Referring expression pointing data:
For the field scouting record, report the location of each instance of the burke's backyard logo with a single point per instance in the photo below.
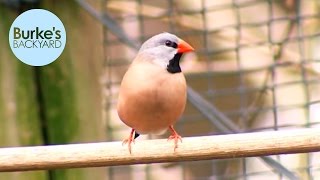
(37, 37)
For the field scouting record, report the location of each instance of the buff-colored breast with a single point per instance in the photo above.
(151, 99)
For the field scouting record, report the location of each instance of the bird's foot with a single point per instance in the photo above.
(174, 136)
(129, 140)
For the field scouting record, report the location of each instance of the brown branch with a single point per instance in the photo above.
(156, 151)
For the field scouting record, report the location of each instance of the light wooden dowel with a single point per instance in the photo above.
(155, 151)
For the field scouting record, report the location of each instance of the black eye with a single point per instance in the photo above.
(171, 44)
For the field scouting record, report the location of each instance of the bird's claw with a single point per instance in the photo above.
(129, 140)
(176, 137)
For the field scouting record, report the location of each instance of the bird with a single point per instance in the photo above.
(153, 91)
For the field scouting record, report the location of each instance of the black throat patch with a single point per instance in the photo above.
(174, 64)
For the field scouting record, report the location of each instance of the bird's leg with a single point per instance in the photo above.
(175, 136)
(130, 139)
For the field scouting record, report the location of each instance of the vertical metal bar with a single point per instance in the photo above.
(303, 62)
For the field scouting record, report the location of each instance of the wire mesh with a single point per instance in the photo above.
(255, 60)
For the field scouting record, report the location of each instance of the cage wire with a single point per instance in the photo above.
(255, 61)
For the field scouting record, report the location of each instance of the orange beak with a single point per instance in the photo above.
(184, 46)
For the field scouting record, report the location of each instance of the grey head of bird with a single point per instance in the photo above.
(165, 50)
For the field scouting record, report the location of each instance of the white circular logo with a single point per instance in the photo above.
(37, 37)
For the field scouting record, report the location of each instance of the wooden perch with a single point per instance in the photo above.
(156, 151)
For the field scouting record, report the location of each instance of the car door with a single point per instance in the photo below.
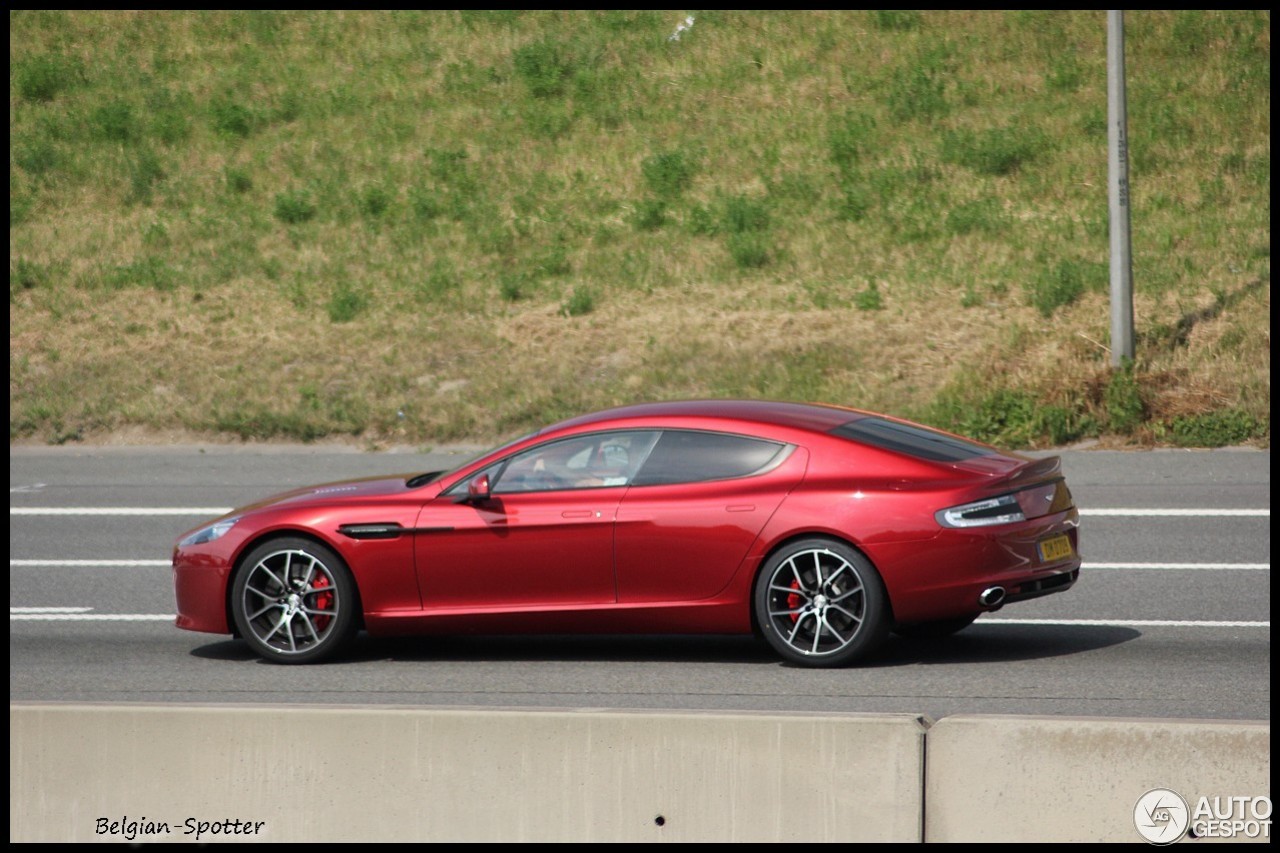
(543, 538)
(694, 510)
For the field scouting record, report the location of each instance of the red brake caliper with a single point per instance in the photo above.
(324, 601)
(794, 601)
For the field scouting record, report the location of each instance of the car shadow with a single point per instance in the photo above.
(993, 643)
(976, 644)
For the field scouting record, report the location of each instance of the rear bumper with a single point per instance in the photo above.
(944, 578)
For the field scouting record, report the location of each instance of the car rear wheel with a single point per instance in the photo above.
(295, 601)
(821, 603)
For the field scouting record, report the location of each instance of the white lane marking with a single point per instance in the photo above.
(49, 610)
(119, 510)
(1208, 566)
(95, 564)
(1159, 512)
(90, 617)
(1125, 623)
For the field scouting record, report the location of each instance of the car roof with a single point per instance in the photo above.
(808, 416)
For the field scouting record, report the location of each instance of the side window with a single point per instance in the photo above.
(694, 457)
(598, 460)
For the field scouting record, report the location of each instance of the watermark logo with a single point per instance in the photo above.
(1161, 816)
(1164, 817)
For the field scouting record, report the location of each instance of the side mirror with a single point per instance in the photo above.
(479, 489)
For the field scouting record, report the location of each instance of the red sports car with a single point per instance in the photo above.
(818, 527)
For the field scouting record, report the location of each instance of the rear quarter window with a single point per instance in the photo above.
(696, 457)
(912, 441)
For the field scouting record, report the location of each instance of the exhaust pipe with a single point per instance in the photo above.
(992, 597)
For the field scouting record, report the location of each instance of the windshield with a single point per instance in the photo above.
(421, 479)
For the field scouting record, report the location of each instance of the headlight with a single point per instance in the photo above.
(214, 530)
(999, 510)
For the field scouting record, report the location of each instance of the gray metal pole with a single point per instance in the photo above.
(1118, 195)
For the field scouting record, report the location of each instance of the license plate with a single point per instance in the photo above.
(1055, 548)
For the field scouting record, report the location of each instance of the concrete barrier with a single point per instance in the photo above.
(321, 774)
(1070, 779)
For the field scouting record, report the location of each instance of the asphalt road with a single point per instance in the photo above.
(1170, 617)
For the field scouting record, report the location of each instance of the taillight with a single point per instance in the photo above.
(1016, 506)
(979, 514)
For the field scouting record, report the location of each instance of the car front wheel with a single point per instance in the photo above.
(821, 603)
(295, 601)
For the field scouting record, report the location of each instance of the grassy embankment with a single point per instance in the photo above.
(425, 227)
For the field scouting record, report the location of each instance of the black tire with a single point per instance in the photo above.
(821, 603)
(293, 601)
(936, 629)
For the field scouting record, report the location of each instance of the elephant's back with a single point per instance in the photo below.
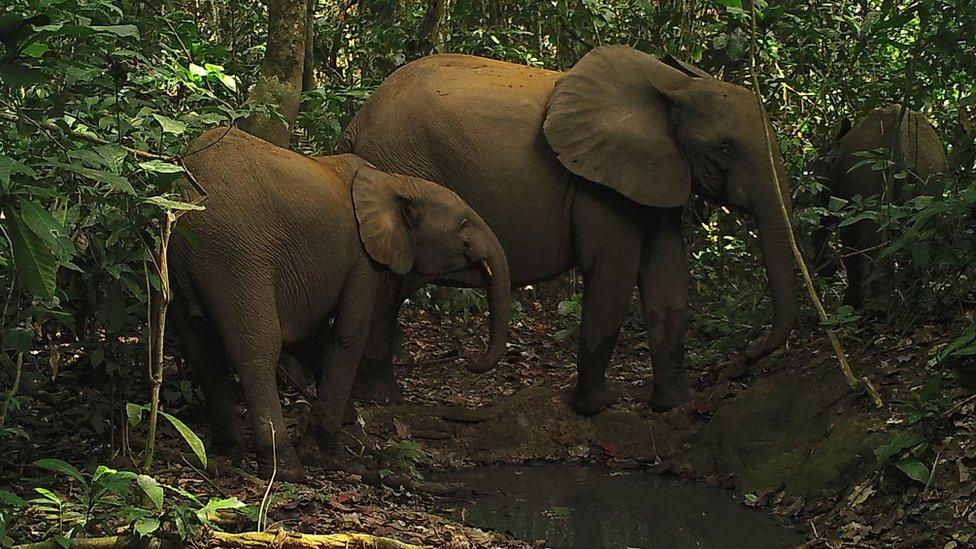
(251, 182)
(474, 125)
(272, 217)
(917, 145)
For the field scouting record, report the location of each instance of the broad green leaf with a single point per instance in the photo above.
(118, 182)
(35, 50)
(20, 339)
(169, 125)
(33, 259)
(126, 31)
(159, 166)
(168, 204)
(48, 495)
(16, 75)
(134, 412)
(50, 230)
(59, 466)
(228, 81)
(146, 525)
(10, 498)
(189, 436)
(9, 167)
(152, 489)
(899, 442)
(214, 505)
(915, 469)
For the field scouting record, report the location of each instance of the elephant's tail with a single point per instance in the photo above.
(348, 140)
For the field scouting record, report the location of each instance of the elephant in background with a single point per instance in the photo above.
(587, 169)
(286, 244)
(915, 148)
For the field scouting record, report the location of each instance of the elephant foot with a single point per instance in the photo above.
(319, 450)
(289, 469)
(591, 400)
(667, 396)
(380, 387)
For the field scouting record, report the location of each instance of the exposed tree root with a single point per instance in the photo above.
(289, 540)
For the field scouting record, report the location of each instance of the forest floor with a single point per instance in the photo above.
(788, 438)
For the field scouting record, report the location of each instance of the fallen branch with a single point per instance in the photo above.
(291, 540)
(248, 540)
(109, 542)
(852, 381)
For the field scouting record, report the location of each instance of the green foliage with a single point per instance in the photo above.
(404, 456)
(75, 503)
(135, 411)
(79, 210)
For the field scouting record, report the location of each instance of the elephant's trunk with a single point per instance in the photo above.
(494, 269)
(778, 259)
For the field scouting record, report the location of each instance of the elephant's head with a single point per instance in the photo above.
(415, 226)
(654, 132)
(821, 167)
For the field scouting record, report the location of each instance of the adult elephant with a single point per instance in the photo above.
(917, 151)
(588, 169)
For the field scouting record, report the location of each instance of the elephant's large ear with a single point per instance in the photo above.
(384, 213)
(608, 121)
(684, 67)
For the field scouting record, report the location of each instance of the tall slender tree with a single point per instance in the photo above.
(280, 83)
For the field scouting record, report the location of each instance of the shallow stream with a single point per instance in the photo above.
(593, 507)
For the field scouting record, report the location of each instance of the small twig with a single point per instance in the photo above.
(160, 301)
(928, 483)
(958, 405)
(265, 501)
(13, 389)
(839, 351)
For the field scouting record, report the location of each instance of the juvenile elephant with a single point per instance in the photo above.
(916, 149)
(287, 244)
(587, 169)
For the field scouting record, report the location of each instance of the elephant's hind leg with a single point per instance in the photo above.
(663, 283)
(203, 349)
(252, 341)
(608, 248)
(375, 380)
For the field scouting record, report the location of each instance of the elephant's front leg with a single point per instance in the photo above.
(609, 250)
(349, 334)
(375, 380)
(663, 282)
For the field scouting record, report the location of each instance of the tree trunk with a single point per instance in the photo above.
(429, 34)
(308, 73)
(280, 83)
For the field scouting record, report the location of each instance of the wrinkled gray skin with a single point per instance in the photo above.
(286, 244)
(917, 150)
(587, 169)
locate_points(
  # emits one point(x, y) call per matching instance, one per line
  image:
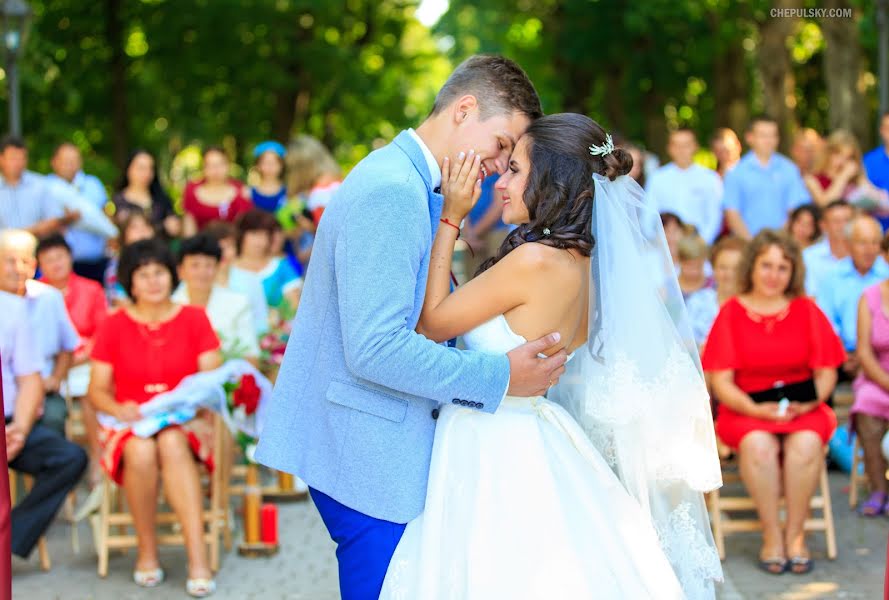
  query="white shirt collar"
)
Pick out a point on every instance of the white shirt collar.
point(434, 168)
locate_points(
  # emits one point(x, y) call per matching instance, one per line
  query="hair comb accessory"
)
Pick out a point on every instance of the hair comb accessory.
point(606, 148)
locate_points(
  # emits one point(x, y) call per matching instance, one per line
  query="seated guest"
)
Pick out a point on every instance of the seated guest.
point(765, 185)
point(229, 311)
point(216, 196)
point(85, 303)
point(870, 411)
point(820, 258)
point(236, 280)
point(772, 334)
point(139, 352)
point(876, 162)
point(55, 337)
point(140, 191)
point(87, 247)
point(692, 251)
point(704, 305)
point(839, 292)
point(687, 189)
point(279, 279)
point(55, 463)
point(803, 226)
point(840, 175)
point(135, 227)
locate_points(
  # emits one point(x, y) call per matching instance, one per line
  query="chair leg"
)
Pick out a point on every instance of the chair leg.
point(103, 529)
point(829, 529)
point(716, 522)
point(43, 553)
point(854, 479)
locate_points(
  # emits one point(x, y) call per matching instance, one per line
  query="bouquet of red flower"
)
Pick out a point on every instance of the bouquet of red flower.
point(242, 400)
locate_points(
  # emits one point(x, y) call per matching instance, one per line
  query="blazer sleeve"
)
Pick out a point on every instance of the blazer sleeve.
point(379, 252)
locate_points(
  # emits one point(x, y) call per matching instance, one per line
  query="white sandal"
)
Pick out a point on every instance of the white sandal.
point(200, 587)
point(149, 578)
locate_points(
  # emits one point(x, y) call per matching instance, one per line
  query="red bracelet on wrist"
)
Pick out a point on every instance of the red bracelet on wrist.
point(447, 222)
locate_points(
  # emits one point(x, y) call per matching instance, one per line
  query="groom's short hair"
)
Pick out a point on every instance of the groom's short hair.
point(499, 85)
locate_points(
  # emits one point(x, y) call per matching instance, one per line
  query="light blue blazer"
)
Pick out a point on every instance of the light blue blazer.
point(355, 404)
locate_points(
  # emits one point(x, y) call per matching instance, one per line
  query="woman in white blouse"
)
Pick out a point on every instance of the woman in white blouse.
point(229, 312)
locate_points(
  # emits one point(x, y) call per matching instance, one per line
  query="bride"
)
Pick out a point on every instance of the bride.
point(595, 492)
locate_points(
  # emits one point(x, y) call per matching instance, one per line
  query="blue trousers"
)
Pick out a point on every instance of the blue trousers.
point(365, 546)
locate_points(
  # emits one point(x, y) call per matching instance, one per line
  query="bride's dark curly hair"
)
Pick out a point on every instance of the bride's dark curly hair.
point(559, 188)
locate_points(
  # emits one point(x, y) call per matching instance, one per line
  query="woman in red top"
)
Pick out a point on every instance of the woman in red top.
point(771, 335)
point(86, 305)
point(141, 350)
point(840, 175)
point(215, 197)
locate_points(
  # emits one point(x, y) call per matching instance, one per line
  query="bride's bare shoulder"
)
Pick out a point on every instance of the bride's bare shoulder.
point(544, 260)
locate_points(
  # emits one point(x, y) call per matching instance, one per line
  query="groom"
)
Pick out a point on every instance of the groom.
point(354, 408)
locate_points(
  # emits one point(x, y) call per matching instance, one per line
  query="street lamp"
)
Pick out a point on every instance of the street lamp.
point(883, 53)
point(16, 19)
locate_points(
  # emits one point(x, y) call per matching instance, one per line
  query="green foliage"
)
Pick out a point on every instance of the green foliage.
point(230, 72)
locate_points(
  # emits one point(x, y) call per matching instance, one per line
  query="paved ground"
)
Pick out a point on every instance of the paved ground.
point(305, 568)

**Work required:**
The answer must be the lines from the one containing "Pick out a point on every instance of the green" through the last line of the records, written out exactly; please include nothing more.

**Result of this task:**
Pick out a point on every instance of the green foliage.
point(230, 72)
locate_points(
  # emits one point(x, y) call per matching instance, one per line
  query="paved ground"
)
Pick out a point on every instance of the paved ground.
point(305, 568)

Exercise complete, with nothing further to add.